Entries for labeling bounding boxes:
** begin **
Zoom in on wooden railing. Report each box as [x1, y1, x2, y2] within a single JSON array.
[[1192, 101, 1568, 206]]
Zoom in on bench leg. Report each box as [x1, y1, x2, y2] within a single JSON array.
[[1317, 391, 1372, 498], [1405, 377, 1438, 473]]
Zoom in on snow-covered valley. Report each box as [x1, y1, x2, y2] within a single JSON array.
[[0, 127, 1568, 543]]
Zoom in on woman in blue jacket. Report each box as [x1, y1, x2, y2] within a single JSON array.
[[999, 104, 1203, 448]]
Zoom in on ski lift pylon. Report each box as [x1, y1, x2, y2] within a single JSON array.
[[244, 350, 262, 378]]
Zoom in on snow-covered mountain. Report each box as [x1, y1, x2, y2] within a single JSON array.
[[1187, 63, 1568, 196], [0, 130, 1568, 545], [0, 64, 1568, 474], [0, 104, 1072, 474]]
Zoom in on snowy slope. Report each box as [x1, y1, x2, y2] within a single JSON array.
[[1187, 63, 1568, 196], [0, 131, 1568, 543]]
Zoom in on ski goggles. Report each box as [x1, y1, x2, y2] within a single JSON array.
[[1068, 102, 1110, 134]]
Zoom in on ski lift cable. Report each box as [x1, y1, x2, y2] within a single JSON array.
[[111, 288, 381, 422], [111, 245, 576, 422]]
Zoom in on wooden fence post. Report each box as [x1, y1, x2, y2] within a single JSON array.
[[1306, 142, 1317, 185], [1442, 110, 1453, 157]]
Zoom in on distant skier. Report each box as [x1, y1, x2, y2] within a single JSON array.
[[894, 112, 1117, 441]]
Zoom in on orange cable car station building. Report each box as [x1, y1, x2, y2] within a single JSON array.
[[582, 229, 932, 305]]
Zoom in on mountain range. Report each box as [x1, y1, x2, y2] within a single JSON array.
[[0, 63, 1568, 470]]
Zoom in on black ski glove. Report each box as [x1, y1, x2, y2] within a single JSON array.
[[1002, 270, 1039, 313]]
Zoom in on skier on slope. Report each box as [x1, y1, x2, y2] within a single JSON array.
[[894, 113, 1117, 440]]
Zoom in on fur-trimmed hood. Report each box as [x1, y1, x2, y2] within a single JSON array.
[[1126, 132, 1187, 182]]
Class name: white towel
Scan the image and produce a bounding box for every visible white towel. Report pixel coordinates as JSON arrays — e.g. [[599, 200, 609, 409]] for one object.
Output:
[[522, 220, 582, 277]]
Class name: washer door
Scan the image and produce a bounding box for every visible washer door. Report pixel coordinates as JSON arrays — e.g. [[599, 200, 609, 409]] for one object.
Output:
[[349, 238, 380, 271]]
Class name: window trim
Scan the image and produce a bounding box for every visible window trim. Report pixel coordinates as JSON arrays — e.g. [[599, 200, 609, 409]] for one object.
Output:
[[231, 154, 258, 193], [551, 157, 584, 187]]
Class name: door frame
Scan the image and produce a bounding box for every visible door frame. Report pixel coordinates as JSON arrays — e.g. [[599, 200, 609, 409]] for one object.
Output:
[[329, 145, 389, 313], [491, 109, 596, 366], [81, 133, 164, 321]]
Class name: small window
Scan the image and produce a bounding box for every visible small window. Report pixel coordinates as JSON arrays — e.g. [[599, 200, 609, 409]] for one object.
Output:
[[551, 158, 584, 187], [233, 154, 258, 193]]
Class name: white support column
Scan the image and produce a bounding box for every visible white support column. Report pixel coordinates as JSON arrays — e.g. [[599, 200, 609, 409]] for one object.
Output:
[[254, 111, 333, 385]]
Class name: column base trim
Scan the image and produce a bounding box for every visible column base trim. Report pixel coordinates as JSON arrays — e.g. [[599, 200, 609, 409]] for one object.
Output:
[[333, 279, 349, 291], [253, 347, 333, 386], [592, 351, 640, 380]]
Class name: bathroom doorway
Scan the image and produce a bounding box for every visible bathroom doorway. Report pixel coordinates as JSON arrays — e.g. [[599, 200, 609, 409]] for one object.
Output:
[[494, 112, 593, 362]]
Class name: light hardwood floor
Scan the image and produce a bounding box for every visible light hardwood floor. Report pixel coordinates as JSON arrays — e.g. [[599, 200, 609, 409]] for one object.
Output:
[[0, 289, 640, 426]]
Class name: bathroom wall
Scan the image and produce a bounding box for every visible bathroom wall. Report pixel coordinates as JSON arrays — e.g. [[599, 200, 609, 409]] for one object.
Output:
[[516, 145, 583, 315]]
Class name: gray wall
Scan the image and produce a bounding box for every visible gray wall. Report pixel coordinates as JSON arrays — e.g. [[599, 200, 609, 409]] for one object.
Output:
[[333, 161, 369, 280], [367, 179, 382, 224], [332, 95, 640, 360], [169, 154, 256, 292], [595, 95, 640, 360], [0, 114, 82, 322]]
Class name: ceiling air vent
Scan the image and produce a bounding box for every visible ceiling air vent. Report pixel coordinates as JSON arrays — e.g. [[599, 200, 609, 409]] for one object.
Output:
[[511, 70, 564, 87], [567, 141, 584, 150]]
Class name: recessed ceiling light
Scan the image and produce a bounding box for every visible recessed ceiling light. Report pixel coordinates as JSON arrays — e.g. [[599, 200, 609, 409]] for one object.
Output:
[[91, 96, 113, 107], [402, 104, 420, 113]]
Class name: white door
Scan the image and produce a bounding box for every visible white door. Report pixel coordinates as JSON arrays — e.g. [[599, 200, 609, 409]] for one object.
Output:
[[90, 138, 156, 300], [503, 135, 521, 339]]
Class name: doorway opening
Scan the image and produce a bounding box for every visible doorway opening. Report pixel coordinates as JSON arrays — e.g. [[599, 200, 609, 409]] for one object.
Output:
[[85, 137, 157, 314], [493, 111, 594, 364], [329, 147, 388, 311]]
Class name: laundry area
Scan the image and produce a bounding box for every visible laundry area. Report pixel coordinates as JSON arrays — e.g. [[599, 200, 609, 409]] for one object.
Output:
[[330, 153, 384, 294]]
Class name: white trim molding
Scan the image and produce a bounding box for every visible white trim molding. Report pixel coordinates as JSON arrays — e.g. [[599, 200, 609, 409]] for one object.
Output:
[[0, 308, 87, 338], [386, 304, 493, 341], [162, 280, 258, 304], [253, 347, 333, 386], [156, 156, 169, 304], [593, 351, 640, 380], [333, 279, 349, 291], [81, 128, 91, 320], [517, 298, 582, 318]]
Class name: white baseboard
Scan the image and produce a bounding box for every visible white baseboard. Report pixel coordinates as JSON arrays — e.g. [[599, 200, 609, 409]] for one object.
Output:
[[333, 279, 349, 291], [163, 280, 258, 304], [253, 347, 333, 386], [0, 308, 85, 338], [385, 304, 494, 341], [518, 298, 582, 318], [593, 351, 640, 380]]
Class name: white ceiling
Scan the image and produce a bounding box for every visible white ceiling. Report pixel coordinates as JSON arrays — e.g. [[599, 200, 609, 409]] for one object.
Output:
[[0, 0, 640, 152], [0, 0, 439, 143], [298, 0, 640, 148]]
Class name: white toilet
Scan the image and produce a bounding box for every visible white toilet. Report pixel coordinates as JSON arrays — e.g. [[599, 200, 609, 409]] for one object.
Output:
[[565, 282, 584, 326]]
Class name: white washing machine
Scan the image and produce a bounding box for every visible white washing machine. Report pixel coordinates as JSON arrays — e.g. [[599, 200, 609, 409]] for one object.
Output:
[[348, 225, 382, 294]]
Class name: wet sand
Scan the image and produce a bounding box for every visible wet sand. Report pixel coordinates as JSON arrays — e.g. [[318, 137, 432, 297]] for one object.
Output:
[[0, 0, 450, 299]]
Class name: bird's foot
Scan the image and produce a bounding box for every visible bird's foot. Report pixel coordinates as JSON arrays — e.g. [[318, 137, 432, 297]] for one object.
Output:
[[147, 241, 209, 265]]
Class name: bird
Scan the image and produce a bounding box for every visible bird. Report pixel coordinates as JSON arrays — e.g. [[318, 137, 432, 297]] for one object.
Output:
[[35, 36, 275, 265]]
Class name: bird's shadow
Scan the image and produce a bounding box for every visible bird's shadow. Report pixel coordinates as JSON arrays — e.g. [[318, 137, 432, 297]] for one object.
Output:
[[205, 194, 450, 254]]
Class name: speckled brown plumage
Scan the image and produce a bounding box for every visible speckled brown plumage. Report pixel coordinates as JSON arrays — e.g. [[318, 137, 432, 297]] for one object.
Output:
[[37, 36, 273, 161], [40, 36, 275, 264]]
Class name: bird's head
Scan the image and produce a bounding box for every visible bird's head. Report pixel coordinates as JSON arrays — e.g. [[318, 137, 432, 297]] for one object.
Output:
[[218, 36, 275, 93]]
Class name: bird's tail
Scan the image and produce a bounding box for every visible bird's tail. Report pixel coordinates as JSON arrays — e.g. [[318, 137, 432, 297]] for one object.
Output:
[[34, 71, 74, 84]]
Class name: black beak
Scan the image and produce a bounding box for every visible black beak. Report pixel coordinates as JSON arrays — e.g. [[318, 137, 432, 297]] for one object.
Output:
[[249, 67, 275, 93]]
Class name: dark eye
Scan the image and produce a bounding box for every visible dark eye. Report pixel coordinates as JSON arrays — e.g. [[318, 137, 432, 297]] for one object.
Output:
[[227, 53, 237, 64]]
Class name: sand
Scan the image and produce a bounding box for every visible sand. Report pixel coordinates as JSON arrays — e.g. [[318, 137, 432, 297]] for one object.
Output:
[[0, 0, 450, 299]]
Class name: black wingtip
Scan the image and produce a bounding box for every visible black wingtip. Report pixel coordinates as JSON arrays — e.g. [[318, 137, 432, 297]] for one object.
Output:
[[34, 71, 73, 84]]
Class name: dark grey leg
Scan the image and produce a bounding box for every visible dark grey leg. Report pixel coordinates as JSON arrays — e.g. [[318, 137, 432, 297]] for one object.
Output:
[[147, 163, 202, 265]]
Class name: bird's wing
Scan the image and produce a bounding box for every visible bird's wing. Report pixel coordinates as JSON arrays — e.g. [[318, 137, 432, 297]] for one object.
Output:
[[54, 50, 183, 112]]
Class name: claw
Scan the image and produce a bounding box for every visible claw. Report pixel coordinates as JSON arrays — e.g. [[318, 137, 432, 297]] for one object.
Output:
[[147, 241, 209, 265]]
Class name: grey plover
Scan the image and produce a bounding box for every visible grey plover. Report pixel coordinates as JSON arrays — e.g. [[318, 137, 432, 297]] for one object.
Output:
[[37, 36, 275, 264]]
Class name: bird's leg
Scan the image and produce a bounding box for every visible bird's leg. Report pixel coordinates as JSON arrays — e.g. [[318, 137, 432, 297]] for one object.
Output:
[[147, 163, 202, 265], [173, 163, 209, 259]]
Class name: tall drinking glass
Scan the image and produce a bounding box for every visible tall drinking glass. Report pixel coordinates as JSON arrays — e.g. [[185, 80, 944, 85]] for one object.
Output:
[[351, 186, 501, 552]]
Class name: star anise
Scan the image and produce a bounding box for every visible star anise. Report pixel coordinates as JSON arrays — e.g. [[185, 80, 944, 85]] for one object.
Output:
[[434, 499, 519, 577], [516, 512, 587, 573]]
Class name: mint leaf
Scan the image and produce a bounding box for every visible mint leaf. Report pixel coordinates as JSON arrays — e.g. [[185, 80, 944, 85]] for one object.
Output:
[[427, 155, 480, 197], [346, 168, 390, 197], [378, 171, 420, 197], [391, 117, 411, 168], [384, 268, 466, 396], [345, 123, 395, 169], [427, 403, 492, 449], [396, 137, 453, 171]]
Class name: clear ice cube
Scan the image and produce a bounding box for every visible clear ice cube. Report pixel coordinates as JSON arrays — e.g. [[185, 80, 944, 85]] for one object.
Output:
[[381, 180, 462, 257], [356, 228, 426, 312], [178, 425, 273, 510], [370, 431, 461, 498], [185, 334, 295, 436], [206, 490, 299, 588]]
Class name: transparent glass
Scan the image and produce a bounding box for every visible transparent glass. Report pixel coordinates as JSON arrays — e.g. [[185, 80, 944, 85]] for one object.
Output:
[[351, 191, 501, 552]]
** end **
EXERCISE BRIEF ▸ Pull out each line of the items above that contains the word "grey", and list those lines.

WRITTEN SOLUTION ▸
Class name: dark grey leg
Scan the image and produce a bounding box for every visible dark grey leg. Report pixel coordinates as JSON arrays — e.g. [[318, 137, 432, 297]] for one object.
Class name: grey plover
Scan the image and produce a bounding box for every visible grey plover. Report pixel coordinates as JSON arrays — e.g. [[318, 137, 432, 297]] for one object.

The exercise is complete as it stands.